-- Start of Materials provided --
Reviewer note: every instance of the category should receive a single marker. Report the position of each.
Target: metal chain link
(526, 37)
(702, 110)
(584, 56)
-- End of Materials provided --
→ What is needed: Convert every line of the material into a JSON array of strings with one string per line, leaving out any blank lines.

→ Complete answer:
[
  "Reviewer note: every instance of the category should receive a single marker. Report the position of each.",
  "Target: metal chain link",
  "(526, 37)",
  "(702, 110)",
  "(584, 56)"
]